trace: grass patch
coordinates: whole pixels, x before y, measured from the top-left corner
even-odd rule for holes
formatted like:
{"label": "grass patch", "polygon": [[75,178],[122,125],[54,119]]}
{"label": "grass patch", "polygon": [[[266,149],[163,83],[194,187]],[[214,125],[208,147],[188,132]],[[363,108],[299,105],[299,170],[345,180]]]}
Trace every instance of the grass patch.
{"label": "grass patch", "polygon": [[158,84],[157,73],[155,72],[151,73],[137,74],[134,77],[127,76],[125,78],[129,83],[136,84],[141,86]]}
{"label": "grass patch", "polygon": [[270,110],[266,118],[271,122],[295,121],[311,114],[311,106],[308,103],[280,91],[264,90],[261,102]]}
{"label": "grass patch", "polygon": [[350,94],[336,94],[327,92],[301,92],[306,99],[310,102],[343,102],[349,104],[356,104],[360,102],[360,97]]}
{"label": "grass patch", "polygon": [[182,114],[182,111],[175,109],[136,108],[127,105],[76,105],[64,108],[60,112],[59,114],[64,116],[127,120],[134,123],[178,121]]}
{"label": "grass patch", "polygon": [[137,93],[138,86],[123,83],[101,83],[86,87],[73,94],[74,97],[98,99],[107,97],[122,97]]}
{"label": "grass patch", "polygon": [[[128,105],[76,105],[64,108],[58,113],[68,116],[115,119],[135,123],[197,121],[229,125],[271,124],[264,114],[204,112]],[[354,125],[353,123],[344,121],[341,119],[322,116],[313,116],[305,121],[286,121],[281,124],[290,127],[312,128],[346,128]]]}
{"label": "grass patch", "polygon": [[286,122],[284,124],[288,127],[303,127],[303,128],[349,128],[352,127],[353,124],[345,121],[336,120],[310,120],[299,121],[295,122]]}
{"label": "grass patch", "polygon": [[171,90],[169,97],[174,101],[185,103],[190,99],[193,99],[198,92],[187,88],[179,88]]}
######
### [REQUIREMENT]
Please copy every row above again, character for character, without adding, dropping or changing anything.

### [SOLUTION]
trace: grass patch
coordinates: whole pixels, x before y, measured from the top-left corner
even-odd rule for holes
formatted like:
{"label": "grass patch", "polygon": [[75,178],[122,125],[54,119]]}
{"label": "grass patch", "polygon": [[[266,149],[163,83],[194,187]],[[214,125],[208,147],[188,132]],[[363,108],[299,105],[299,170],[345,180]]]}
Trace every instance of the grass patch.
{"label": "grass patch", "polygon": [[158,84],[157,73],[155,72],[151,73],[137,74],[134,77],[127,76],[125,78],[129,83],[136,84],[141,86]]}
{"label": "grass patch", "polygon": [[270,110],[266,118],[271,122],[295,121],[311,114],[311,106],[308,103],[280,91],[264,90],[261,102]]}
{"label": "grass patch", "polygon": [[350,94],[336,94],[327,92],[301,92],[306,99],[310,102],[343,102],[349,104],[356,104],[360,102],[360,97]]}
{"label": "grass patch", "polygon": [[182,114],[182,111],[175,109],[136,108],[127,105],[76,105],[64,108],[60,112],[59,114],[64,116],[127,120],[134,123],[178,121]]}
{"label": "grass patch", "polygon": [[137,93],[138,86],[123,83],[101,83],[86,87],[73,94],[74,97],[98,99],[107,97],[122,97]]}
{"label": "grass patch", "polygon": [[[128,105],[76,105],[64,108],[58,113],[68,116],[115,119],[135,123],[197,121],[229,125],[271,124],[264,114],[204,112]],[[354,125],[353,123],[344,121],[341,119],[322,116],[313,116],[305,121],[286,121],[281,124],[290,127],[312,128],[346,128]]]}
{"label": "grass patch", "polygon": [[286,122],[284,124],[288,127],[303,127],[303,128],[349,128],[352,127],[353,124],[345,121],[336,120],[310,120],[299,121],[295,122]]}
{"label": "grass patch", "polygon": [[171,90],[169,97],[174,101],[185,103],[190,99],[193,99],[198,92],[187,88],[179,88]]}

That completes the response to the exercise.